◆ Required action ◆
In the material below, find the line containing "promenade and report the position of each." and the line containing "of window and report the position of each.", then reproduce exactly both of them and every line between, and nothing else.

Records to process: Begin

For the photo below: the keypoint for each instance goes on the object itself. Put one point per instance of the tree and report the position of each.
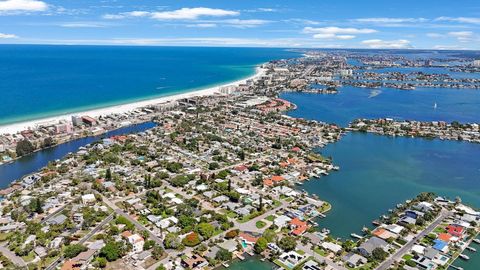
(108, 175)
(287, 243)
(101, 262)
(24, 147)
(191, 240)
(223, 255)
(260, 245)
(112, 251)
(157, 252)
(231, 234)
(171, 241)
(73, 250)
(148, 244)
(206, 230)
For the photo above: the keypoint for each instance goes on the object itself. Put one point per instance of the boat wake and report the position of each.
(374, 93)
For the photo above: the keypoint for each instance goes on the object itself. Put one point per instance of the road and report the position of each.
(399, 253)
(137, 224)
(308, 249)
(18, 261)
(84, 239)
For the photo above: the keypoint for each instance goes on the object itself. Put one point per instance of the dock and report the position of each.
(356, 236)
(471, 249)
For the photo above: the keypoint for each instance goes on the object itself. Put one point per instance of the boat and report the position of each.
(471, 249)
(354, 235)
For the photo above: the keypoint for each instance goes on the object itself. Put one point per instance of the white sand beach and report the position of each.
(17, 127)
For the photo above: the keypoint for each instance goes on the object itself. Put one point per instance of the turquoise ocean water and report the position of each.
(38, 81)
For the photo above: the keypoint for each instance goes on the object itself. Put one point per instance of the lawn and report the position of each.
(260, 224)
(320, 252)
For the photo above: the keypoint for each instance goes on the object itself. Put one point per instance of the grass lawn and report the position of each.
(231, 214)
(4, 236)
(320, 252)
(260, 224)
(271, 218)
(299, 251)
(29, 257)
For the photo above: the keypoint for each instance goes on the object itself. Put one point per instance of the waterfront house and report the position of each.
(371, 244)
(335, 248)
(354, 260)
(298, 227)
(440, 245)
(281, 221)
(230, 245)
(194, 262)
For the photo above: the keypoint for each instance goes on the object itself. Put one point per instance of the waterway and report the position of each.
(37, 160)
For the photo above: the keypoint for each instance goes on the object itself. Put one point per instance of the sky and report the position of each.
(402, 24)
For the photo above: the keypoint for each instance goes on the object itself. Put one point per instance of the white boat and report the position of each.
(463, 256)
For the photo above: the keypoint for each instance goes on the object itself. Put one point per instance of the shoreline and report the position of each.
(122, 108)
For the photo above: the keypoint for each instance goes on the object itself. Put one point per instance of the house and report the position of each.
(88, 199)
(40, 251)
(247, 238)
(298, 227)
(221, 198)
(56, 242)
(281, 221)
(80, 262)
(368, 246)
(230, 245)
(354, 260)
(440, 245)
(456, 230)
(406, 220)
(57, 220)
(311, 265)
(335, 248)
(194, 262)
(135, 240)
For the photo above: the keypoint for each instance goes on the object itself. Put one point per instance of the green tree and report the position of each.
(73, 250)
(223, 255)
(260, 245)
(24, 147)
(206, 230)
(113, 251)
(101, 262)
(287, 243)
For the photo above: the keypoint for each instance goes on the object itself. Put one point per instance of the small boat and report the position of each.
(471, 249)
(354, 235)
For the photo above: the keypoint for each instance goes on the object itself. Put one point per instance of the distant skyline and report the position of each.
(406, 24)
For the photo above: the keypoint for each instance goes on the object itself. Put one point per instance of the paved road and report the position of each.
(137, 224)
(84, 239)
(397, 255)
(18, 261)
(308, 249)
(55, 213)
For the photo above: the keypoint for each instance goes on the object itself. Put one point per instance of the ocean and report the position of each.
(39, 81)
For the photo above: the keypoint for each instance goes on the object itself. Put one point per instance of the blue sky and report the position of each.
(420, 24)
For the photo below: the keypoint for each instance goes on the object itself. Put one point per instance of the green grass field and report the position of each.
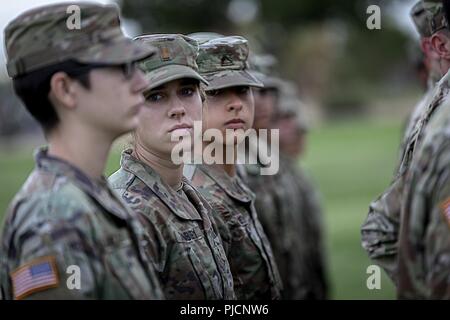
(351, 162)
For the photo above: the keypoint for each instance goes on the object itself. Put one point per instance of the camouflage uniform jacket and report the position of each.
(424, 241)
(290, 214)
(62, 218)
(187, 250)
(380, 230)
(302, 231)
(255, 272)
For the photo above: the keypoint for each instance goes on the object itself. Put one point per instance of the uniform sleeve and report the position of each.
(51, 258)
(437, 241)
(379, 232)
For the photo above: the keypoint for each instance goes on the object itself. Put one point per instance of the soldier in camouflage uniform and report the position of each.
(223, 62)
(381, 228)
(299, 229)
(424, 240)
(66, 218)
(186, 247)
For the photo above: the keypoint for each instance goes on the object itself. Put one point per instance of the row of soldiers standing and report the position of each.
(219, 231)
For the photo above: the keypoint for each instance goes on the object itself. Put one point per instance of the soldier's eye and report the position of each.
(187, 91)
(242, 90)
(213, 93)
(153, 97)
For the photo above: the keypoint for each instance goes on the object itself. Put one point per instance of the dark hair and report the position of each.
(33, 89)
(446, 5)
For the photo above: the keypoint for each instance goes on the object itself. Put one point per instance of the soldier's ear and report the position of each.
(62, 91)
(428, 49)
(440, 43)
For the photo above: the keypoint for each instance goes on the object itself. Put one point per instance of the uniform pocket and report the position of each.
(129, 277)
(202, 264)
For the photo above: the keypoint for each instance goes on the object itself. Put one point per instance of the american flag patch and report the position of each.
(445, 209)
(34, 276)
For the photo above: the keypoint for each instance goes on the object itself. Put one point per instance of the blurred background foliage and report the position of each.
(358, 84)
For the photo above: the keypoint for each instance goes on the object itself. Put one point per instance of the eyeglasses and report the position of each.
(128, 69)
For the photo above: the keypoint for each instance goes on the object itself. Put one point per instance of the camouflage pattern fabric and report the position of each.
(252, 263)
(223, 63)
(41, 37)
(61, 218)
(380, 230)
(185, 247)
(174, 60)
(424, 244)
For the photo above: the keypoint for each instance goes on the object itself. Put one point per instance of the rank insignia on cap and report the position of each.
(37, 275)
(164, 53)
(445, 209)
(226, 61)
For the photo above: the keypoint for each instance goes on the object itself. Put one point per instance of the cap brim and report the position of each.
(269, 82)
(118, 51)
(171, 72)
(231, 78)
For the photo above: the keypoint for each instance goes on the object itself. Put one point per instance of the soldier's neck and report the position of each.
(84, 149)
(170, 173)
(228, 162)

Records to process: End
Records to process: Begin

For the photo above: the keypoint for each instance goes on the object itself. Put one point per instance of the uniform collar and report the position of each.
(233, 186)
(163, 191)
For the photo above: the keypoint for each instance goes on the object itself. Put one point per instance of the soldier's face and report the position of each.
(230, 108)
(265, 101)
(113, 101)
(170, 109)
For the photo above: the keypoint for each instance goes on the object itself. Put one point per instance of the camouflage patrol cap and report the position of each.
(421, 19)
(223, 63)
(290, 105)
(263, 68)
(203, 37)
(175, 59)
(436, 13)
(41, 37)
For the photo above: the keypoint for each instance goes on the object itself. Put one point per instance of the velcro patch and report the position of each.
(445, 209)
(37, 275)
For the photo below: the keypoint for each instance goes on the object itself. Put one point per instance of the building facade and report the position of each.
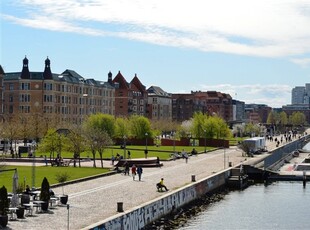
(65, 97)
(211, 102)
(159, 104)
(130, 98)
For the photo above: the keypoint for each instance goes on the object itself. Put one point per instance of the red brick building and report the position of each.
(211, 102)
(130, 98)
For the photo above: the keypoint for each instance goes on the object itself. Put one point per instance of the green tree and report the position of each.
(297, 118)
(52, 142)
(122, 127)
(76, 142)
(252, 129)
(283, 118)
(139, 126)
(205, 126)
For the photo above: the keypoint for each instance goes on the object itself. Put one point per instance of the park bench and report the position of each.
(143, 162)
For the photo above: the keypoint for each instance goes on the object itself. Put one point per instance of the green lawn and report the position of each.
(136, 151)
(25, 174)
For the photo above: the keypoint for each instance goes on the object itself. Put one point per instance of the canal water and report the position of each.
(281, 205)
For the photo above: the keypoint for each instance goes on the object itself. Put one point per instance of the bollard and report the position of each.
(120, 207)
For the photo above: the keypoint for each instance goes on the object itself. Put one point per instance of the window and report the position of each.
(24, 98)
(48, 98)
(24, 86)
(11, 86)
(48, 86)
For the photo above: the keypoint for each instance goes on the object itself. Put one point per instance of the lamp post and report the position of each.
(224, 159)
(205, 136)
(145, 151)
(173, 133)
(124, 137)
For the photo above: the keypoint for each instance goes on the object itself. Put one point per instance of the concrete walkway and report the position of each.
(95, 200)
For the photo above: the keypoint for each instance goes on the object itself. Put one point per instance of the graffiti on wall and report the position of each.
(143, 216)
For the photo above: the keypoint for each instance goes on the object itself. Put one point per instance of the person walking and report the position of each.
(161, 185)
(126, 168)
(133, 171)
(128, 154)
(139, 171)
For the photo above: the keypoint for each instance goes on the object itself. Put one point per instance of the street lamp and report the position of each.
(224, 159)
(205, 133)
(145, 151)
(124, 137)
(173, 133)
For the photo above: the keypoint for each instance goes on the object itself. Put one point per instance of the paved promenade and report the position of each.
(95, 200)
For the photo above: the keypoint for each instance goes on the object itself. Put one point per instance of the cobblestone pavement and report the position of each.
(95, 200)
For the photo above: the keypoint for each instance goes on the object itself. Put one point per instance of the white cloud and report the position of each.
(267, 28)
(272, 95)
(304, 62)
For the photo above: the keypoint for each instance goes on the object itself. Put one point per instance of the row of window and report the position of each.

Records to process: End

◆ Answer for the task ◆
For the photo above: the keypoint for each instance goes on the object itself. Put one point per instance of the paved promenade and report the position of each.
(95, 200)
For the photo above: the keypoint for each instance goes on the object itself. Put one point per instance of the cobblestone pavement and report the position of each.
(95, 200)
For the photo above: the keypoint for each instance goes on the object itself. Put one point per instance of the white cloud and report the position of each.
(267, 28)
(272, 95)
(304, 62)
For the photo above: the keypoint for each instance goes on the object itself. Put one point per instance of the row of window and report the position of each.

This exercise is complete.